RECORDS SUPPLIED:
■ ■ ■

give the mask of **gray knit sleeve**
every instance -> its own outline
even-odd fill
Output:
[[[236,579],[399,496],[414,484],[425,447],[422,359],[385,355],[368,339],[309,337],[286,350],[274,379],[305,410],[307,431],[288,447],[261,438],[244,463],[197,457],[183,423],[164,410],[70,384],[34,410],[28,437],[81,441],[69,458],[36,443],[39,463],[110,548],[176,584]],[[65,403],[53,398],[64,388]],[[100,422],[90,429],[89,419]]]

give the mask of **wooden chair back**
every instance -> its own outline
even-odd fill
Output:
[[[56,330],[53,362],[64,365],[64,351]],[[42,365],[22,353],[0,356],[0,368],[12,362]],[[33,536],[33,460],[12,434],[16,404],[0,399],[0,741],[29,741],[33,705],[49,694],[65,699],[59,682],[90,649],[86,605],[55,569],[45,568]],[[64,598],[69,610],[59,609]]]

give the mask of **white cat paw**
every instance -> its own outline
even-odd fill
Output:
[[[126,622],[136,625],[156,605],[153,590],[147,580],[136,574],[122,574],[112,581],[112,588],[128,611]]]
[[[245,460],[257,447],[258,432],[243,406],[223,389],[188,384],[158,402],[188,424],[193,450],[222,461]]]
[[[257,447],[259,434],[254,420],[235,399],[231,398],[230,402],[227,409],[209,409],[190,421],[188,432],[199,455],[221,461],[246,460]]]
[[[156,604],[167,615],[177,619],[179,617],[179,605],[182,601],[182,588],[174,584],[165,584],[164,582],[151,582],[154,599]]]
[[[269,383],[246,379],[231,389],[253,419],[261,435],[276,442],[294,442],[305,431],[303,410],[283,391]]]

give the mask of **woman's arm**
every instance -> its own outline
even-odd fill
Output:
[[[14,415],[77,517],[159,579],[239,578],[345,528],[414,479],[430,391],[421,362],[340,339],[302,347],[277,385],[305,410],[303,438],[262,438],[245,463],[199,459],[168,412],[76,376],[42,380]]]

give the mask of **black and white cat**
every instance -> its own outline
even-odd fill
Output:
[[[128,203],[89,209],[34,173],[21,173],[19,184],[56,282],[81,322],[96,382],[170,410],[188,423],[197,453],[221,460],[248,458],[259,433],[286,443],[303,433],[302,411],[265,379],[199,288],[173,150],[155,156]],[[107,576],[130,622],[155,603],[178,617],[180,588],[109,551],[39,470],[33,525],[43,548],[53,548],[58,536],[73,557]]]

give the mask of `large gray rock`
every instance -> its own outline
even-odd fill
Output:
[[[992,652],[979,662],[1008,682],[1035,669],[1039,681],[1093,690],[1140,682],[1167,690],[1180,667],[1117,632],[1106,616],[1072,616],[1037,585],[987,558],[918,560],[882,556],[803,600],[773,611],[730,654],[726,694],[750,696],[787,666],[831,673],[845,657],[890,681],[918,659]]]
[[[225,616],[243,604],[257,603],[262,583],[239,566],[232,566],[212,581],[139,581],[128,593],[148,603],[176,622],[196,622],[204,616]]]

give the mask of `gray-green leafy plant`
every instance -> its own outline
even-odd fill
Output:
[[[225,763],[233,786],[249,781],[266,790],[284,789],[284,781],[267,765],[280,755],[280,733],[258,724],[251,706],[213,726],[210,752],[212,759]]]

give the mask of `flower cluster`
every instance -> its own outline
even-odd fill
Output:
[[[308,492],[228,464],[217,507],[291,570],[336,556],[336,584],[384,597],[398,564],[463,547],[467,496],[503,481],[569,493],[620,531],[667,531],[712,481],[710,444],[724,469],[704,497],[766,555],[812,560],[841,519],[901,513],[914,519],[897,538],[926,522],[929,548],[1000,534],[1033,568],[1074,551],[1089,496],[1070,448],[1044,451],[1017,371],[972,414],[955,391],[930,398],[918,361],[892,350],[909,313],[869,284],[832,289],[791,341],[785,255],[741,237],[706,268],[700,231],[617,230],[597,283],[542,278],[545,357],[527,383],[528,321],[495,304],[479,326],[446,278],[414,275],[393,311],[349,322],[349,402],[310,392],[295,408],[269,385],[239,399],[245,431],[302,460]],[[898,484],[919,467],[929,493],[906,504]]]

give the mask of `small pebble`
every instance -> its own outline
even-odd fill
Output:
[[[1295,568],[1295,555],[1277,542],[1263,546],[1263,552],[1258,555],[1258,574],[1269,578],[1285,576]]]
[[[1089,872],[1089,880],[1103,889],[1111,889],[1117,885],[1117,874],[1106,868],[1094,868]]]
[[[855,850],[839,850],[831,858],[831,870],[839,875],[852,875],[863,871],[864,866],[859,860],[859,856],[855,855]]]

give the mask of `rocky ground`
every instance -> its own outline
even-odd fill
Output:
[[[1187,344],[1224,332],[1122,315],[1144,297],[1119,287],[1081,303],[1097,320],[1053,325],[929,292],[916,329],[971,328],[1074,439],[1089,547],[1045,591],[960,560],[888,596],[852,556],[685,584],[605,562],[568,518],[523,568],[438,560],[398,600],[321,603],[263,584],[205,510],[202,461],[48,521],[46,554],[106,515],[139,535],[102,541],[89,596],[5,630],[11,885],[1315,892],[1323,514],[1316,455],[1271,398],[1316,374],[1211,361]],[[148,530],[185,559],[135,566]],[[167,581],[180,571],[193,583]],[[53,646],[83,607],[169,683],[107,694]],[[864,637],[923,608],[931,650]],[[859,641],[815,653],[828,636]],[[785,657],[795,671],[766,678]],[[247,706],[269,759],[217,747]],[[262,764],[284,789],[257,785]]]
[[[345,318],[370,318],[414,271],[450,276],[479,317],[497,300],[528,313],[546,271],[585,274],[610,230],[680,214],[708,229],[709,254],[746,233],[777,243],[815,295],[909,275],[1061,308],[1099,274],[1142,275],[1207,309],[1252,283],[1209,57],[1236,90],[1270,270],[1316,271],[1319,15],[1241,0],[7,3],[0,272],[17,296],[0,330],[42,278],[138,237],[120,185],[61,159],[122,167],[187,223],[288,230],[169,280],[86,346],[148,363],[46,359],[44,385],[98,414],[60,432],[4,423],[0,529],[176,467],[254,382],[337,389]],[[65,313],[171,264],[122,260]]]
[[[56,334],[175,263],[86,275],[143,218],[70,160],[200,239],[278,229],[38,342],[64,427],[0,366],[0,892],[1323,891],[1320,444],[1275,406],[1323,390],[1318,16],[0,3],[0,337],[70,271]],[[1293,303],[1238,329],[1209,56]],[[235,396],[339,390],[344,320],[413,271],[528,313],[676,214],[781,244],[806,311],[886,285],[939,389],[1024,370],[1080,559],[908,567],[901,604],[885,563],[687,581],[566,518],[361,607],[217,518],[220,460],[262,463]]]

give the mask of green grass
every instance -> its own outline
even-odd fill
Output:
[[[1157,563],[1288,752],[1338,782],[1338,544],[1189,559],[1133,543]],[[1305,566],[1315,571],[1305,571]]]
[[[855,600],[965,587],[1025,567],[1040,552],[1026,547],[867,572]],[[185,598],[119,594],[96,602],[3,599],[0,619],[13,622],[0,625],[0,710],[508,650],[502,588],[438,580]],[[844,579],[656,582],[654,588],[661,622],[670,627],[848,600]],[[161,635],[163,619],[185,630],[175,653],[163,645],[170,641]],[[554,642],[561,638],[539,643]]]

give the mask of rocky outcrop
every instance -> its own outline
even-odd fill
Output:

■ ■ ■

WRITTEN EXERCISE:
Please count the lines in the rows above that contain the word "rocky". Give only the number.

OUTPUT OF THE EXERCISE:
2